### Texte à lire
Alors que le remake du second tour 2017 Emmanuel Macron vs Marine Le Pen se profile sur fond d’enchère sécuritaire, Zeweed a retrouvé une interview de la députée LREM Caroline Janvier* qui en juin dernier**, nous disait voir Emmanuel Macron proposer un référendum sur la question s’il était élu. Après avoir largement dragué l’électorat de droite, le Président sortant tentera-t-il un coup de filet électorale chez les jeunes gauches en promettant une consultation nationale sur la question cannabique?
Dans le paysage politique français, vous faites partie des parlementaires qui souhaitent la légalisation du cannabis, quitte à être en désaccord avec la ligne de l’actuel gouvernement. Qu’est-ce qui vous a poussé à mener ce combat?
Ce qui m’a poussé à m’investir sur ce sujet sensible, alors que c’est mon premier mandat d’élue, c’est le constat d’échec de la politique répressive menée depuis 1970. Alors que nous avons les dispositions légales les plus coercitives d’Europe, la France continue d’y afficher la plus grande proportion de consommateurs de cannabis. Pendant 50 ans, les gouvernements successifs ont approché la question de manière idéologique et morale, privilégiant l’interdiction à l’efficacité, le jugement de valeur aux enjeux de santé publique. A cette forme d’entêtement basée sur des préjugés, une nouvelle approche s’impose.
“en 2022, du coté de En Marche (…) nous aurons des évolutions”
51% des français sont favorables à la dépénalisation et pourtant le gouvernement campe sur la position prohibitionniste. Cela veut-il dire que la légalisation est impensable jusqu’en 2022? Ou sous une second mandat d’Emmanuel Macron?
Elle n’est pas impensable mais elle n’est pas prévue, ça me paraît très peu probable durant ce mandat. En revanche en 2022 (pour les élections présidentielles NDLR), du coté de En Marche comme dans d’autres formations politiques, je pense que cela fera parti des sujets incontournables lors des élections présidentielles. Nous aurons à ce moment-là des évolutions, ou en tous cas une approche qui sera moins dogmatique et moins dans la posture partisane.
Cela veut-il dire que le candidat Emmanuel Macron pourrait à ce moment là porter la légalisation, à l’instar de Justin Trudeau au Canada en 2018?

### Consignes des exercices
#1 Répondez brièvement à ces questions d'après le texte.
(a) Depuis quelle année la politique répressive est-elle menée, selon la députée ?
(b) Quelle part des Français est favorable à la dépénalisation ?
(c) Quel dirigeant est cité en exemple, et dans quel pays ?
#2 Relevez toutes les personnes désignées par leur nom dans le texte.
#3 Reformulez sous forme de liste le paragraphe du texte qui commence par « Ce qui m'a poussé », en conservant ses informations essentielles.
Les entrées qui suivent constituent un matériau indépendant du texte.

### Données fournies
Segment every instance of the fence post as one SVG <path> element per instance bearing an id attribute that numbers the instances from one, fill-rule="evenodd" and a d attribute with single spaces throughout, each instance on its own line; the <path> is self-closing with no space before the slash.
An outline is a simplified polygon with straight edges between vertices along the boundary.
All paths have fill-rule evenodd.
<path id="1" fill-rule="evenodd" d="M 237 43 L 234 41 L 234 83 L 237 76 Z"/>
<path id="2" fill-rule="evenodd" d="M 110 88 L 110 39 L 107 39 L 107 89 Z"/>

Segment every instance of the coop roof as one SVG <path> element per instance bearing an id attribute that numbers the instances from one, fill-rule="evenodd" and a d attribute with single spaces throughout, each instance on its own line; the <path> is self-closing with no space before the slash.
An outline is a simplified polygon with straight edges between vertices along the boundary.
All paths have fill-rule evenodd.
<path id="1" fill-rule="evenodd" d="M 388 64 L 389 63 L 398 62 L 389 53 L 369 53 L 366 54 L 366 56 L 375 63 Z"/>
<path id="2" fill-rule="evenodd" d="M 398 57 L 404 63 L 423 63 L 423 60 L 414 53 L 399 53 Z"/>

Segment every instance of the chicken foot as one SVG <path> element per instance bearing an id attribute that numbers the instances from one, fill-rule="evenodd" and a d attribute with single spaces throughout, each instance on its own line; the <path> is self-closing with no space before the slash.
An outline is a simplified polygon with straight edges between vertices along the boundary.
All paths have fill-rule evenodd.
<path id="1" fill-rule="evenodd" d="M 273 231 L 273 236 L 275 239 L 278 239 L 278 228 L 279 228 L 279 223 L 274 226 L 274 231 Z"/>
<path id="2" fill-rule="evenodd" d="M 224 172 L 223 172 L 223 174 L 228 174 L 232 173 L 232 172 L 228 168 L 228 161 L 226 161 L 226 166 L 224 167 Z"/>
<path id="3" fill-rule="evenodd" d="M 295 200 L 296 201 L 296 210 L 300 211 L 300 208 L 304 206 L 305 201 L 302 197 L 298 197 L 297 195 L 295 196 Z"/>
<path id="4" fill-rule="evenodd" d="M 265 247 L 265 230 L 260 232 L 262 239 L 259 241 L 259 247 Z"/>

### Corrigés
#1
(a) Depuis 1970.
(b) 51 %.
(c) Justin Trudeau, au Canada.

#2 Emmanuel Macron, Marine Le Pen, Caroline Janvier, Justin Trudeau.

#3
- Motivation de la députée, pourtant à son premier mandat : l'échec de la politique répressive menée depuis 1970.
- La France a les dispositions légales les plus coercitives d'Europe, mais la plus grande proportion de consommateurs de cannabis.
- Pendant 50 ans, les gouvernements ont traité la question de façon idéologique et morale, en privilégiant l'interdiction à l'efficacité et le jugement de valeur aux enjeux de santé publique.
- Une nouvelle approche s'impose.